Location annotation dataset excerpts
## Start

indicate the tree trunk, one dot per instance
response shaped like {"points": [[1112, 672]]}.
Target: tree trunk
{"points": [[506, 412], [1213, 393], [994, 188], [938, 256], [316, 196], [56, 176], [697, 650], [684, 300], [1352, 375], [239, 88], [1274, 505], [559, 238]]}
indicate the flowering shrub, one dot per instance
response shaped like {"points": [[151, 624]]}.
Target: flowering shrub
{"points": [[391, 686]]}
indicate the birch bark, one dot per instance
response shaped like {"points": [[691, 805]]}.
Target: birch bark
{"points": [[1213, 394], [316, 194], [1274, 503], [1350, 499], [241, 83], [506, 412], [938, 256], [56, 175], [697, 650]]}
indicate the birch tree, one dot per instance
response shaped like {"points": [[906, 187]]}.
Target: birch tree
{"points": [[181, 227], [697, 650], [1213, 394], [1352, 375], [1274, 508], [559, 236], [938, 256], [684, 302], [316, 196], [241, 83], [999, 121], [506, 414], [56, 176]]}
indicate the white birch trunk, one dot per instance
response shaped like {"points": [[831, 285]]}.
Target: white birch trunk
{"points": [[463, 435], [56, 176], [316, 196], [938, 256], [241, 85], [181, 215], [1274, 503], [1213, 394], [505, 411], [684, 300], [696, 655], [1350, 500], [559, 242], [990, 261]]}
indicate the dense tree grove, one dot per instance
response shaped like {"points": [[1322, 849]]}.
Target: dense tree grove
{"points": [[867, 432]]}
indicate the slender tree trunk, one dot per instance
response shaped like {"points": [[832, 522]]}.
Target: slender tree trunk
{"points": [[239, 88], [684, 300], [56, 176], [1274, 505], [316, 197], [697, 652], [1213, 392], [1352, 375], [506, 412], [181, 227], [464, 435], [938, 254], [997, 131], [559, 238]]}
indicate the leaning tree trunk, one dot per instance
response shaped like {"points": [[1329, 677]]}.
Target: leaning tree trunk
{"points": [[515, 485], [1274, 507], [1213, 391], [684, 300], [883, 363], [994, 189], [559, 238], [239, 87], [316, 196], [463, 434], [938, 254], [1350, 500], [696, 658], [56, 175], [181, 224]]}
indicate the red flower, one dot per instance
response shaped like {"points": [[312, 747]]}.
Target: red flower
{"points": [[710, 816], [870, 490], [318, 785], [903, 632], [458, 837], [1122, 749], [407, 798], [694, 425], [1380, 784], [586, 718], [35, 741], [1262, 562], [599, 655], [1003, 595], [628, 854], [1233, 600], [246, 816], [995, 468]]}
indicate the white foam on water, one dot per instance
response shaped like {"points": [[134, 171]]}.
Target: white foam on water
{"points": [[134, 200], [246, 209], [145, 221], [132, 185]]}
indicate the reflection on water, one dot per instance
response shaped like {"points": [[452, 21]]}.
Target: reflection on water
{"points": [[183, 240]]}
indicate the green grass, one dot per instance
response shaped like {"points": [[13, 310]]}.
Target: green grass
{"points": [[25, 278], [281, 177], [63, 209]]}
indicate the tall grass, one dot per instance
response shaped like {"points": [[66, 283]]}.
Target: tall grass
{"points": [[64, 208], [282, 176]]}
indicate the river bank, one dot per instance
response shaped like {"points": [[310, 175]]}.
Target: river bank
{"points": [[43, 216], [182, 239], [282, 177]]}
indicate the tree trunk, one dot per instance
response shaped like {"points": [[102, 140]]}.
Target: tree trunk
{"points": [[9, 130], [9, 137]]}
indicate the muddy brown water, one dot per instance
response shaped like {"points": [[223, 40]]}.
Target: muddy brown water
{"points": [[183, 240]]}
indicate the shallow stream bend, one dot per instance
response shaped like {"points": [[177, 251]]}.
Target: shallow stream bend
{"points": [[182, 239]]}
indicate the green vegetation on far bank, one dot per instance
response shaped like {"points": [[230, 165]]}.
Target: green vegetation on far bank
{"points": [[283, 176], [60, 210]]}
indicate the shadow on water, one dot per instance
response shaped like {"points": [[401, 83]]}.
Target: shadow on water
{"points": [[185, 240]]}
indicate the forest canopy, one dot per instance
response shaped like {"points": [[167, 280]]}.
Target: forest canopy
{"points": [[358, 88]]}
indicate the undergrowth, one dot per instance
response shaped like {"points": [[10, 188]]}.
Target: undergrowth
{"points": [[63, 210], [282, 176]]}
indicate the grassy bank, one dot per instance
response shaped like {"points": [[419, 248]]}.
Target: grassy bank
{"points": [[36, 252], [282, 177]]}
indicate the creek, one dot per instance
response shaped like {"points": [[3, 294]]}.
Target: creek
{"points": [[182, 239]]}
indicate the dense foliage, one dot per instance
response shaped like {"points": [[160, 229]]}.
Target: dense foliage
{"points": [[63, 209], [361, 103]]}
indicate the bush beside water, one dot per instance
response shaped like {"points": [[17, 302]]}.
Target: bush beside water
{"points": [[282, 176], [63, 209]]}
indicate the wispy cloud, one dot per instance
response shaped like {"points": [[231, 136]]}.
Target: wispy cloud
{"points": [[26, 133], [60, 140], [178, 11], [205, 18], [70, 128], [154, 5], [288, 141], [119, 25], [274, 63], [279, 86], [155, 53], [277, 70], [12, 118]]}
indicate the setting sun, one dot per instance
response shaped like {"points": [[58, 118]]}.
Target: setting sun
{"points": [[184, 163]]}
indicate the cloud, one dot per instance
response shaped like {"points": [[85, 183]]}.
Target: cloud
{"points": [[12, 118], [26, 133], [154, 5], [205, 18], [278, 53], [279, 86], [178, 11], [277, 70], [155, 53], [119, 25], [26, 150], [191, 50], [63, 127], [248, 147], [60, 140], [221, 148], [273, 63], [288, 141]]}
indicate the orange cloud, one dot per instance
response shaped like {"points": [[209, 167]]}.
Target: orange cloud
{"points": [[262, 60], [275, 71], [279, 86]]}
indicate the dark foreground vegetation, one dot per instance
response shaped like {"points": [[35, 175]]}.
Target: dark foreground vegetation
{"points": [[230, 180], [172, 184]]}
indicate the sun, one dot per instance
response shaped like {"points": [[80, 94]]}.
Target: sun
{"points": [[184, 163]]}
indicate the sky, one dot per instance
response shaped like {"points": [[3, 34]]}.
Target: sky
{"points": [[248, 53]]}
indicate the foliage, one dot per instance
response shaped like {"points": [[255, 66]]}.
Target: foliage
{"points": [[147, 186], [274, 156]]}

## End

◆ Requirements: Could you put the lines of the data above into a numbered list, leaving out any blank lines?

◆ Completed exercise:
1. indicate the tree trunk, one dot per instance
2. response shaped like {"points": [[1112, 672]]}.
3. Target: tree trunk
4. {"points": [[506, 412], [1213, 393], [994, 188], [938, 256], [316, 196], [56, 176], [697, 650], [684, 300], [1352, 375], [239, 88], [1274, 505], [559, 238]]}
5. indicate the flowering shrub, one dot per instance
6. response shaped like {"points": [[151, 624]]}.
7. Target: flowering shrub
8. {"points": [[391, 686]]}
9. indicate the birch bark, one dot per instance
10. response shaped like {"points": [[691, 805]]}.
11. Target: birch bark
12. {"points": [[1213, 394], [316, 194], [1274, 503], [1350, 499], [241, 83], [506, 412], [938, 256], [56, 175], [697, 650]]}
13. indicate the birch tree, one dot per instance
14. response shaped like {"points": [[906, 187]]}.
15. Target: birch tree
16. {"points": [[181, 227], [697, 650], [1213, 394], [1352, 375], [1274, 508], [559, 236], [938, 256], [684, 302], [316, 196], [241, 83], [999, 121], [506, 414], [56, 176]]}
17. indicate the white birch trunk, one dot per instance
18. response shaped like {"points": [[831, 285]]}.
19. Target: white birch trunk
20. {"points": [[463, 435], [56, 176], [316, 196], [938, 256], [241, 85], [181, 215], [1274, 503], [1213, 394], [505, 411], [684, 300], [696, 655], [1350, 500], [559, 242], [990, 261]]}
21. indicate the dense tree grove, one dot per instance
22. response shaped like {"points": [[1322, 849]]}.
23. Target: dense tree grove
24. {"points": [[867, 432]]}
25. indicate the slender tree trunk, one dot per instance
26. response shaped like {"points": [[832, 522]]}.
27. Target: slender tree trunk
28. {"points": [[239, 88], [684, 300], [56, 176], [1274, 505], [316, 197], [697, 652], [1213, 392], [1352, 375], [506, 412], [181, 227], [464, 435], [938, 254], [997, 131], [559, 238]]}
29. indicate the leaning tree trunk, one dot per instance
30. response shaped like {"points": [[1329, 677]]}.
31. Target: leaning tree trunk
32. {"points": [[515, 485], [1274, 507], [1213, 391], [684, 300], [883, 363], [994, 189], [559, 238], [239, 87], [316, 196], [463, 434], [938, 254], [1350, 500], [696, 658], [56, 175], [181, 224]]}
33. indicate the red flower, one dot per instance
34. response shaped like {"points": [[312, 747]]}.
35. Target: red flower
36. {"points": [[710, 816], [870, 490], [318, 785], [903, 632], [458, 837], [1122, 749], [407, 798], [694, 425], [1380, 784], [586, 718], [35, 741], [1262, 562], [599, 655], [1003, 595], [628, 854], [1233, 600], [246, 816], [995, 468]]}
37. indicate the white foam on water, one dot per instance
38. response shaped like {"points": [[134, 171]]}.
39. Target: white foam on water
40. {"points": [[134, 200], [246, 209], [145, 221], [132, 185]]}
41. indicate the reflection on water, one dot per instance
42. response shaped like {"points": [[452, 21]]}.
43. Target: reflection on water
44. {"points": [[183, 240]]}
45. indicate the green grass, one dot per instance
46. response shaped like {"points": [[13, 310]]}.
47. Target: green grass
48. {"points": [[25, 278], [281, 177], [63, 209]]}
49. indicate the tall grass, one dot per instance
50. response shaped like {"points": [[66, 283]]}.
51. Target: tall grass
52. {"points": [[64, 208], [282, 176]]}
53. indicate the river bank, one dot per instance
54. response shaped like {"points": [[310, 175]]}.
55. Target: river bank
56. {"points": [[43, 216], [182, 239], [282, 177]]}
57. indicate the tree trunk, one dot per instance
58. response shaped like {"points": [[102, 140]]}.
59. Target: tree trunk
60. {"points": [[9, 130], [9, 137]]}
61. indicate the muddy brown water, one dot per instance
62. response shaped like {"points": [[223, 40]]}.
63. Target: muddy brown water
64. {"points": [[183, 240]]}
65. indicate the shallow stream bend, one dot per instance
66. response shaped like {"points": [[177, 251]]}.
67. Target: shallow stream bend
68. {"points": [[182, 239]]}
69. indicate the green vegetation on far bank, one dot per instance
70. response shaped like {"points": [[230, 165]]}.
71. Target: green vegetation on far bank
72. {"points": [[283, 176], [60, 210]]}
73. indicate the shadow on water, one dot per instance
74. response shaped like {"points": [[401, 83]]}.
75. Target: shadow on water
76. {"points": [[185, 240]]}
77. indicate the forest canopy, one dot per instance
78. response shaped like {"points": [[167, 280]]}.
79. Target: forest canopy
80. {"points": [[358, 88]]}
81. indicate the undergrowth, one dot per instance
82. response shaped like {"points": [[10, 188]]}.
83. Target: undergrowth
84. {"points": [[63, 210], [282, 176]]}
85. indicate the grassy bank, one dot per instance
86. response shaped like {"points": [[419, 248]]}.
87. Target: grassy bank
88. {"points": [[36, 252], [282, 177]]}
89. indicate the creek, one dot per instance
90. response shaped like {"points": [[3, 294]]}.
91. Target: creek
92. {"points": [[182, 239]]}
93. indicate the dense foliage, one dot per instance
94. response shaped like {"points": [[160, 229]]}.
95. Target: dense foliage
96. {"points": [[63, 209], [361, 103]]}
97. indicate the bush beside water, one dot per instance
98. response shaped like {"points": [[17, 302]]}.
99. Target: bush beside water
100. {"points": [[282, 176], [63, 209]]}
101. indicate the wispy cloud, one dot per instance
102. response shaped like {"points": [[231, 136]]}.
103. Target: wispy cloud
104. {"points": [[26, 133], [60, 140], [178, 11], [205, 18], [70, 128], [154, 5], [288, 141], [119, 25], [274, 63], [279, 86], [155, 53], [277, 70], [12, 118]]}
105. indicate the setting sun, one dot per instance
106. response shaped like {"points": [[58, 118]]}.
107. Target: setting sun
108. {"points": [[184, 163]]}
109. indicate the cloud, one dot per instance
110. response shaped like {"points": [[85, 183]]}.
111. Target: cloud
112. {"points": [[12, 118], [26, 133], [154, 5], [205, 18], [278, 53], [279, 86], [178, 11], [277, 70], [155, 53], [119, 25], [26, 150], [191, 50], [63, 127], [248, 147], [60, 140], [221, 148], [273, 63], [288, 141]]}
113. indicate the orange cloud, one dot per instance
114. response shaped like {"points": [[209, 167]]}.
115. Target: orange cloud
116. {"points": [[262, 60], [275, 71], [279, 86]]}
117. indicate the dark foreground vegetation, one dot per instance
118. response shaped like {"points": [[35, 175]]}.
119. Target: dark foreground vegetation
120. {"points": [[230, 180], [172, 184]]}
121. indicate the sun, one dot per instance
122. response shaped like {"points": [[80, 94]]}.
123. Target: sun
124. {"points": [[184, 163]]}
125. indicate the sky, one dot per instance
126. response shaped like {"points": [[3, 34]]}.
127. Target: sky
128. {"points": [[248, 53]]}
129. indicate the foliage, one dot per instance
130. response shaped like {"points": [[255, 66]]}.
131. Target: foliage
132. {"points": [[147, 186], [274, 156]]}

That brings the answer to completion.